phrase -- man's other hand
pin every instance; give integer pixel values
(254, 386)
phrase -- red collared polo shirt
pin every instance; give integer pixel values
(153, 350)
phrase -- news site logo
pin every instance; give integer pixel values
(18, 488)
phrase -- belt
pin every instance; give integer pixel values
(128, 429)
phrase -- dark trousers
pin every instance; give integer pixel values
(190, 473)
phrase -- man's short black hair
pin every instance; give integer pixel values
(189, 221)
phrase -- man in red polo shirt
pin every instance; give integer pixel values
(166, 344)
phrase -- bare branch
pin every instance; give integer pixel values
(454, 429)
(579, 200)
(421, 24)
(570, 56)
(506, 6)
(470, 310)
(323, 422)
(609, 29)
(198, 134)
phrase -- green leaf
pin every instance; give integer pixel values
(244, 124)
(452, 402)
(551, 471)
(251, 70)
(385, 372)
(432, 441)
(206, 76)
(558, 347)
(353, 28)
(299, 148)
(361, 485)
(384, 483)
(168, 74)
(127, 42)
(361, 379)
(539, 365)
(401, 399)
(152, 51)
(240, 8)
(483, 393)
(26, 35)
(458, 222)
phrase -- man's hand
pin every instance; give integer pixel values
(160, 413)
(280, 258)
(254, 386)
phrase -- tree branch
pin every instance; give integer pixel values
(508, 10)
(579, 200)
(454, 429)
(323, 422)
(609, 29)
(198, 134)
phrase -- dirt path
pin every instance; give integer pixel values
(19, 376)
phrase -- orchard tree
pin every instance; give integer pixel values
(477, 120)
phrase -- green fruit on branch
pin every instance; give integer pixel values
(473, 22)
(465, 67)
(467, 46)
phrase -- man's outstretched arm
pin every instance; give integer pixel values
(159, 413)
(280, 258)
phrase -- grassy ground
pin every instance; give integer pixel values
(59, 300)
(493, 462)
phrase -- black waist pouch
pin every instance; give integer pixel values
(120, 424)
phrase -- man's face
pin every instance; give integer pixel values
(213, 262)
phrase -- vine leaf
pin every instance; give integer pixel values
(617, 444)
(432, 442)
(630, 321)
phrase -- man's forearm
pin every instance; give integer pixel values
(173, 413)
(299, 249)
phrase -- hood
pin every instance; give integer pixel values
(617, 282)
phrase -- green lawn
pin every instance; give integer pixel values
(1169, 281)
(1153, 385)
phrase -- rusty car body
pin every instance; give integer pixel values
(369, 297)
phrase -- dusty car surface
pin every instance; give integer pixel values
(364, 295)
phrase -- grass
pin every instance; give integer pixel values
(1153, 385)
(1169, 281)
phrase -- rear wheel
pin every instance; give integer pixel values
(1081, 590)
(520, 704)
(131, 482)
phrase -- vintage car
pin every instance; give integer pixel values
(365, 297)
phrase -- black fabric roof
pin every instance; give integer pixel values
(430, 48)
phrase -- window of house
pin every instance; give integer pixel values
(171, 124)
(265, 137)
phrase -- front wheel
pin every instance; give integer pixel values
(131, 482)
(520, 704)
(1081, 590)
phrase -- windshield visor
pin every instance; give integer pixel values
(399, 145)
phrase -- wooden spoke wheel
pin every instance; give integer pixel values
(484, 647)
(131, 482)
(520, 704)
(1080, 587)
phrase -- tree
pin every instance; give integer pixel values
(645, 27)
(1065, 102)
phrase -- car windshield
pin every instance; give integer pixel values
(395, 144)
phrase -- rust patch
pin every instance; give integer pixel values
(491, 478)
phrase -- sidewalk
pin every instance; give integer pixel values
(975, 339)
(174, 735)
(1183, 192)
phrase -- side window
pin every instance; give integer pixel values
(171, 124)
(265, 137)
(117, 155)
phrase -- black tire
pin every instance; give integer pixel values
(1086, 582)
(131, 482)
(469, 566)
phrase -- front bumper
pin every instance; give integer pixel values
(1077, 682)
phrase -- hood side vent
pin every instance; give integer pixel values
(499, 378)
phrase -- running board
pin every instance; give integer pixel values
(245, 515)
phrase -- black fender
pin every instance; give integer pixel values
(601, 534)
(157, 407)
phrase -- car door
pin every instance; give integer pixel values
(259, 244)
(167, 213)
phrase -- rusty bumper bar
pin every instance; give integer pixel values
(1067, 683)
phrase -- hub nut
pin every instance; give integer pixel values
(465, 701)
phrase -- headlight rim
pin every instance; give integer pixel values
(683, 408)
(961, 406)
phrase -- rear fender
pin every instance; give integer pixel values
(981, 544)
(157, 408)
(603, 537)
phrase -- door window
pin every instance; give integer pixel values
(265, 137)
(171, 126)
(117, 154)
...
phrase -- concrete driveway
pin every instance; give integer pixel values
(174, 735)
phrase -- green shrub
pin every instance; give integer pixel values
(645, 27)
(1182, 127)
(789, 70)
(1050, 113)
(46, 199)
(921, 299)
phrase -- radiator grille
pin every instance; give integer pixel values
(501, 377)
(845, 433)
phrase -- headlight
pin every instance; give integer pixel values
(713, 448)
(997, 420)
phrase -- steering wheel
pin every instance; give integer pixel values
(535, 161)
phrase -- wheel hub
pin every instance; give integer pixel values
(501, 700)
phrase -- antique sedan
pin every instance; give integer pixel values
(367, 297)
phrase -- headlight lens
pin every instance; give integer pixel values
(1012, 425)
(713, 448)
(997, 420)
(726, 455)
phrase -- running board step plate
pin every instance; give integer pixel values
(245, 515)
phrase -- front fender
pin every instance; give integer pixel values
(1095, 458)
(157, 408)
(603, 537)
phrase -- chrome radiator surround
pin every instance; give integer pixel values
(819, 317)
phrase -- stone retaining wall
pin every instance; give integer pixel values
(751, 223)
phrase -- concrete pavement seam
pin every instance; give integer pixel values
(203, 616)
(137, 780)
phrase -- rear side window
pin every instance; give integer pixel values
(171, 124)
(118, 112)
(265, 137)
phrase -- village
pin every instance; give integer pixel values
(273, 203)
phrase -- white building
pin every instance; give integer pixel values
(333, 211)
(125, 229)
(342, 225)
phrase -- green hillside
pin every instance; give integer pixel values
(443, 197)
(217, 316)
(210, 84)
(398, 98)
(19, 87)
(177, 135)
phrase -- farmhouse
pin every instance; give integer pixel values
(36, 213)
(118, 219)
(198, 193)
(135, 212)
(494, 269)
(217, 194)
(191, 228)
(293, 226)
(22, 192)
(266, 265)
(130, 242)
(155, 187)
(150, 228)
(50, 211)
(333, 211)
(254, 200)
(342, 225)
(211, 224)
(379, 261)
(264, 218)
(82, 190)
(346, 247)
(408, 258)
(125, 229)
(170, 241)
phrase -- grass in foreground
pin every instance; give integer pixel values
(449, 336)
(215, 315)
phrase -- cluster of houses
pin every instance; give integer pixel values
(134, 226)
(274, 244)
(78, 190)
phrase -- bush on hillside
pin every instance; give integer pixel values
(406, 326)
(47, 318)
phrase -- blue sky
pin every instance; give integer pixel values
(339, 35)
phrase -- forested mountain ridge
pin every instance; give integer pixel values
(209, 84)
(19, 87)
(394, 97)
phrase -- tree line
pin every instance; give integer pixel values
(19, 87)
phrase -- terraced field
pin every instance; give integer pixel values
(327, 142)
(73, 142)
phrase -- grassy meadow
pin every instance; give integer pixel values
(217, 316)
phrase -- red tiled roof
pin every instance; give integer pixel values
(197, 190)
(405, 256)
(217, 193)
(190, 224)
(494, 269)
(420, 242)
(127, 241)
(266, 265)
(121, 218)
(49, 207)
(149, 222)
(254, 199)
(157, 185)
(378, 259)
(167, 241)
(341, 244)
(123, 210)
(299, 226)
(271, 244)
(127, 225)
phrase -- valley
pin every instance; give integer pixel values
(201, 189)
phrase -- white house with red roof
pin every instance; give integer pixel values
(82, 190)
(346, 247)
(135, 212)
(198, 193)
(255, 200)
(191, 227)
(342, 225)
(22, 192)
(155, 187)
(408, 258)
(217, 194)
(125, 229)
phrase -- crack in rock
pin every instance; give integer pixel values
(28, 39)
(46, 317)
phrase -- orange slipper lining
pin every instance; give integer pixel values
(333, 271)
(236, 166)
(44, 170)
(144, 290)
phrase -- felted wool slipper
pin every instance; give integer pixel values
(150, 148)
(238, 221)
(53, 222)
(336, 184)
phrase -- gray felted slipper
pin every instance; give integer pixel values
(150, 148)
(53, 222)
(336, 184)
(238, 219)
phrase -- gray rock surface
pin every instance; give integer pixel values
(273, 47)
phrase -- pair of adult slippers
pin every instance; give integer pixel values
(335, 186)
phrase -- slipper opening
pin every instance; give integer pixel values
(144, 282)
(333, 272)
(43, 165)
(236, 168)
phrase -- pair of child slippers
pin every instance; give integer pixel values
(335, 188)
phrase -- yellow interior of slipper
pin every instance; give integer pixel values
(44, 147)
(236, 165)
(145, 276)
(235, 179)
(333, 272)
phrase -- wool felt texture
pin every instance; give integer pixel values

» How to complete this task:
Since only part of the listing is wanted, copy exactly the lines from the one holding "phrase -- man's other hand" to the one holding "phrase -- man in red polo shirt", both included.

» Task result:
phrase -- man's other hand
pin every instance; give integer pixel values
(254, 386)
phrase -- red collared polo shirt
pin every instance; give integer pixel values
(153, 350)
phrase -- news site logo
pin every instance; give integer pixel values
(18, 488)
phrase -- belt
pin every instance; give integer pixel values
(128, 429)
phrase -- dark trousers
pin every instance; give integer pixel values
(190, 473)
phrase -- man's short black hair
pin every instance; give integer pixel values
(189, 221)
phrase -- man in red polo shirt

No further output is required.